**DATASET RECORDS:**

|---|

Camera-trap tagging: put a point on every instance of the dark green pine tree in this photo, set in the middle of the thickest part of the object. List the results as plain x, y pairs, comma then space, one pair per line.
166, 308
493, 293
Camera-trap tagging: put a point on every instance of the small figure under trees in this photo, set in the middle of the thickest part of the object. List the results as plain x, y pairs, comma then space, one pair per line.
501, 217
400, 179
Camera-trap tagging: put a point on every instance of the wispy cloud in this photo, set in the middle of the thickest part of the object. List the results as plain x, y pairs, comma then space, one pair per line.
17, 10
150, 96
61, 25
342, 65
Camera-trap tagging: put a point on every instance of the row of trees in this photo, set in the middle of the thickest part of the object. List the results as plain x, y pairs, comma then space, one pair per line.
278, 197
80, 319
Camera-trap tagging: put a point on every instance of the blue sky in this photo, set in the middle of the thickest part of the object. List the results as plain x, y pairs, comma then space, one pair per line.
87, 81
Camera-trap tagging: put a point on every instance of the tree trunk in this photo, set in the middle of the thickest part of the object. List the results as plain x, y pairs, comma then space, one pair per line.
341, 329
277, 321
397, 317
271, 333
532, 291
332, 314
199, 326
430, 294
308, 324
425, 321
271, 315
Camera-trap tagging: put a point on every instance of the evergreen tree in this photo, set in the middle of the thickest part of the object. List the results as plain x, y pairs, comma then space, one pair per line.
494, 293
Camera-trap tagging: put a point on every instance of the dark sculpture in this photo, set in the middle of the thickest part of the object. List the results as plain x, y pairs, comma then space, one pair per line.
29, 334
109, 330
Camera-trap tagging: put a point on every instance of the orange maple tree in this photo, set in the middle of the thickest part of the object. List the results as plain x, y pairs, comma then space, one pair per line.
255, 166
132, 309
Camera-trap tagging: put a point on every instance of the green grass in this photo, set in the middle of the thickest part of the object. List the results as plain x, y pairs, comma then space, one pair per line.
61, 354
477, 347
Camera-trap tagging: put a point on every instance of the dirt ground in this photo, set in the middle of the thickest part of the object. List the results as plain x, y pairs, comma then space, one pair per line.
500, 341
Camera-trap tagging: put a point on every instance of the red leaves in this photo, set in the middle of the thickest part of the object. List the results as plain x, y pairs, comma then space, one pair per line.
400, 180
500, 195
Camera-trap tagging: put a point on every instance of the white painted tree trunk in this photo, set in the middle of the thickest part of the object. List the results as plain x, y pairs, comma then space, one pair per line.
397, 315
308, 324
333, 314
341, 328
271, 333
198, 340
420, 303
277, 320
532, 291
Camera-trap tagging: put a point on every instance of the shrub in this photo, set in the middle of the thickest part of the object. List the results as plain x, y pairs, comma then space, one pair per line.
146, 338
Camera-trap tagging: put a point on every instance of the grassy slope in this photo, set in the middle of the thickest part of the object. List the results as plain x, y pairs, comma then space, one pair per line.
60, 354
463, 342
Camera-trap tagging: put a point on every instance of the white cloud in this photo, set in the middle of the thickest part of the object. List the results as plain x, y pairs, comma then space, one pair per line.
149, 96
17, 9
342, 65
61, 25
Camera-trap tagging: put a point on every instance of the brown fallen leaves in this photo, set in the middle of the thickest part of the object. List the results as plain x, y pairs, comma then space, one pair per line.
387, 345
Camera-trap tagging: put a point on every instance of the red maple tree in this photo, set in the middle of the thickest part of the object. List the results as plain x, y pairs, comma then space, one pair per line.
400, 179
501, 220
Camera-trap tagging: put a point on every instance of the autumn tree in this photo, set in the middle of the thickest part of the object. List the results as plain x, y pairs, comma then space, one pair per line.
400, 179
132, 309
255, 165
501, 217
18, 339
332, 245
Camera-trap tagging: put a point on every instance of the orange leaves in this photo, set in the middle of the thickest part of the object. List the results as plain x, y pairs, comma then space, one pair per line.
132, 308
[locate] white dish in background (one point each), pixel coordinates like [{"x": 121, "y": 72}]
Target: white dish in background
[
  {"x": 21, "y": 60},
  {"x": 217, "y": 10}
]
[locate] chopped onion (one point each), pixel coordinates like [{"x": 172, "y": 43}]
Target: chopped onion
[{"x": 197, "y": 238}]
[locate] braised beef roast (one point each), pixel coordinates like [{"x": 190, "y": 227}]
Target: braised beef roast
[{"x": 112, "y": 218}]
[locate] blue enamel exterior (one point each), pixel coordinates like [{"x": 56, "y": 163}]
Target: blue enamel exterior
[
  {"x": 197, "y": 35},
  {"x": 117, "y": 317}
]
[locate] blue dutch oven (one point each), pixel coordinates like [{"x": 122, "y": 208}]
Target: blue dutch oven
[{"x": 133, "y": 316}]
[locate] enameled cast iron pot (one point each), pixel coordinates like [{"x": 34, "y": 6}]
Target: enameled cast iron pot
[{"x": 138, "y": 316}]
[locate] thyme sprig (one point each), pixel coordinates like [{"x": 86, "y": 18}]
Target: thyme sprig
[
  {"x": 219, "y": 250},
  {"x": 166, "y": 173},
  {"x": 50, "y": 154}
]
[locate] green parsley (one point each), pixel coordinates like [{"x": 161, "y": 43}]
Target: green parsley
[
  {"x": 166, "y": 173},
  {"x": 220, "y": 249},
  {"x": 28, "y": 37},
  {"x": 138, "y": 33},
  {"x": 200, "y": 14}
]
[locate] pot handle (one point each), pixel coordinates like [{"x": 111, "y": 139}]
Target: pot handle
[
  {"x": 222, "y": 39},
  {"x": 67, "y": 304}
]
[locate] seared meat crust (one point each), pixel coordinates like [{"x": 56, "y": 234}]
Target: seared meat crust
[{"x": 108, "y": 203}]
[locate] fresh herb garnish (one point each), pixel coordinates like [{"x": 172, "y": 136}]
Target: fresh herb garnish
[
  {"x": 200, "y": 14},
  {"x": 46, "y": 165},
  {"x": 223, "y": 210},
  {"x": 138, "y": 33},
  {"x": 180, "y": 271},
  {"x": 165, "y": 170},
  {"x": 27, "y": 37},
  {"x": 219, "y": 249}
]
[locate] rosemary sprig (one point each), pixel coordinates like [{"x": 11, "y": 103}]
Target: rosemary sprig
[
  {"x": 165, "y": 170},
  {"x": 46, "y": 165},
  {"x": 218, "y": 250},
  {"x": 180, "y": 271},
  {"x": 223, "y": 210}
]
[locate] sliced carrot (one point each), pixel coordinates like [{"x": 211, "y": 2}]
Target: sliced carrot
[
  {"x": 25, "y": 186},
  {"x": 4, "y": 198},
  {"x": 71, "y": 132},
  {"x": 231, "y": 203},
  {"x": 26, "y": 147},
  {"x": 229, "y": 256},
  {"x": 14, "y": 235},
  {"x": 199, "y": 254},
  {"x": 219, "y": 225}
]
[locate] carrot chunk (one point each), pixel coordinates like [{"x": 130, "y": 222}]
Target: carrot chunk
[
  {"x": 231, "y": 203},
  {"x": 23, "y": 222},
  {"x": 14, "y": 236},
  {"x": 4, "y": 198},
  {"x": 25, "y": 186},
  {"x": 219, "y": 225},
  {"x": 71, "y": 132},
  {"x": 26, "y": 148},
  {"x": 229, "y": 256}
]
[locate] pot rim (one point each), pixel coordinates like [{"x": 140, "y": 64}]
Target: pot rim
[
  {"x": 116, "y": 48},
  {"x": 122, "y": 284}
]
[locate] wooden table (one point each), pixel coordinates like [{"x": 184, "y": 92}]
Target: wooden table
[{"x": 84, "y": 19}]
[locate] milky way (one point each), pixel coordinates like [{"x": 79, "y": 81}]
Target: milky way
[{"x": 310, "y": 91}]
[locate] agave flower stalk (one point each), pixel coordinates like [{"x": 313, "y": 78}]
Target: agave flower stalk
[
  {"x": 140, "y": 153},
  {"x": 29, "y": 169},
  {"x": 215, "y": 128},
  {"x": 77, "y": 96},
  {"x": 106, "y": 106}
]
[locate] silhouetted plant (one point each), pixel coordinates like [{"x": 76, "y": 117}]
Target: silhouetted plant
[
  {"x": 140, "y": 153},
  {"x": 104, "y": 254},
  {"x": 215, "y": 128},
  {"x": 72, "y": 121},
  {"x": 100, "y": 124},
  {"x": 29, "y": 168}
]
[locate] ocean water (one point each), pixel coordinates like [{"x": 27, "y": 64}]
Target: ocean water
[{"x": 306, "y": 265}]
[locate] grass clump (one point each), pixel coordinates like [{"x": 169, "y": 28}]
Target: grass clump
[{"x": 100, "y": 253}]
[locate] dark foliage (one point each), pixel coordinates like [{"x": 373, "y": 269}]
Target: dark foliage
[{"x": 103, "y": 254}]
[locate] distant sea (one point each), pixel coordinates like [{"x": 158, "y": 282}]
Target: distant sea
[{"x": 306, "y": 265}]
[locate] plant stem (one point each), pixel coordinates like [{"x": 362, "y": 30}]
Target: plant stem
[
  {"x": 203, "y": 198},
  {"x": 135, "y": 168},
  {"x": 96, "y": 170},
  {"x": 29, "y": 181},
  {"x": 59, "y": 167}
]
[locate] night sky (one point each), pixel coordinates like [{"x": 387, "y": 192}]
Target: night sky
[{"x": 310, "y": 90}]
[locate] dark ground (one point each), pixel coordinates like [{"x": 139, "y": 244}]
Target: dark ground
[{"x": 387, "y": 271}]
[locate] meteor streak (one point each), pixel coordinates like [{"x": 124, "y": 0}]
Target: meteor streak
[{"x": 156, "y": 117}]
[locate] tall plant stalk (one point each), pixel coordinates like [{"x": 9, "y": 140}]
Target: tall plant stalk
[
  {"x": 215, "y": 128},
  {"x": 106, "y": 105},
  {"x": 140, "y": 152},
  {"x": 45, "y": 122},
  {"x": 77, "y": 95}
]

|---|

**TASK TO COMPLETE:** Working from the data above, extract solely the lines from the one containing "Target: wooden table" through the one containing "[locate] silhouetted plant", exactly as they appear, both included.

**EXERCISE RESULT:**
Target: wooden table
[{"x": 84, "y": 19}]
[locate] milky way (one point each), pixel coordinates like [{"x": 79, "y": 81}]
Target: milky way
[{"x": 310, "y": 91}]
[locate] agave flower stalk (one point each), pixel coordinates like [{"x": 313, "y": 78}]
Target: agave flower stalk
[
  {"x": 140, "y": 153},
  {"x": 29, "y": 169},
  {"x": 215, "y": 128},
  {"x": 77, "y": 96},
  {"x": 106, "y": 106}
]
[locate] silhouetted plant (one point each), pixel coordinates like [{"x": 76, "y": 117}]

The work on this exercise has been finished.